> [Tasks to perform]:
• 1. From the brownie recipe, translate into Spanish the sentence "Cool the brownies to room temperature then place them in the fridge until completely chilled."
• 2. In the listing, replace "instance" with "occurrence" in everything from the line containing "indicate the textured" down to the end of the listing. Return only those lines, with nothing else changed.

> [Text to read]:
* * * * * * * * *
Melt the butter and allow it to cool slightly. In a large mixing bowl, add the melted butter and sugar and whisk until thoroughly combined. Mix in the egg, vanilla, and espresso powder and mix well, for about 30 seconds.
Fold in the cocoa powder, flour, and salt. Once only a few streaks of flour remain, mix in the mini chocolate chips. Spread the brownie batter evenly in the prepared pan and set aside.
Cheesecake Filling: In the bowl of a stand mixer fitted with a paddle attachment, beat the cream cheese and sugar together until smooth and creamy. Add the Baileys, flour, and vanilla. Mix just until the ingredients are all incorporated but be careful not to overmix.
Spread the cheesecake filling over the brownie batter, being careful not to mix the two batters. Bake the brownies for 25-30 minutes or until the cheesecake is set and starts to brown on top.
Cool the brownies to room temperature then place them in the fridge until completely chilled.
Ganache: Combine the chocolate and heavy cream in a microwave-safe dish and heat in 20-second increments, stirring in between until melted. Pour the warm ganache over the chilled brownies and spread it to the edges. Chill the brownies until the ganache is set.
Once the ganache has set up, cut the brownies into equal pieces with a sharp knife. Serve and enjoy!
* * * * * * * * *
> [Given information]:

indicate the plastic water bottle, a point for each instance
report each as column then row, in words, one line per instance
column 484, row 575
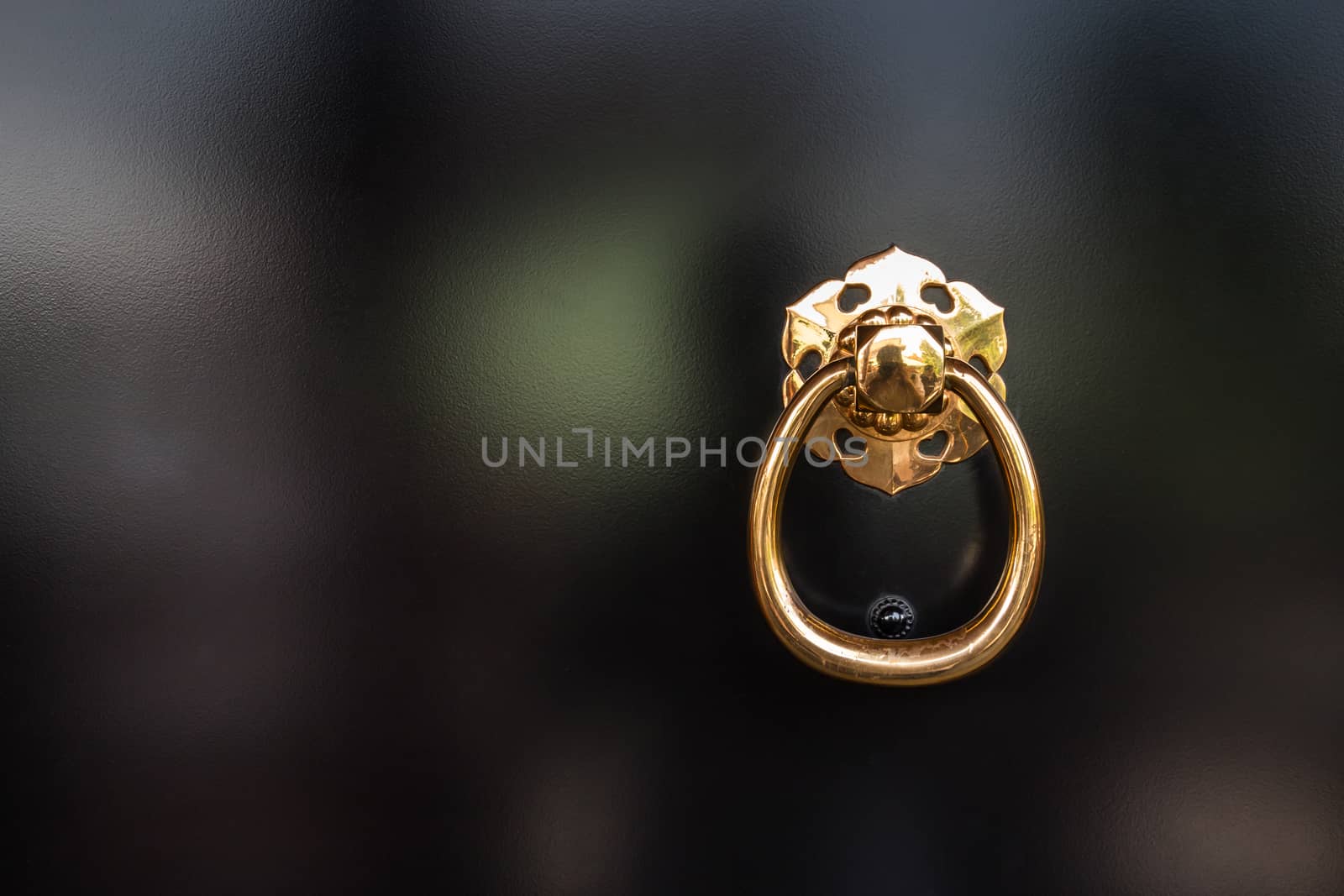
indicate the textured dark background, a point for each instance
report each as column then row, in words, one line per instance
* * * * * * * * *
> [Written responses]:
• 1. Enfría los brownies a temperatura ambiente y luego colócalos en el refrigerador hasta que estén completamente fríos.

• 2.
indicate the textured dark background, a point for each occurrence
report each as column then row, in words, one line per occurrence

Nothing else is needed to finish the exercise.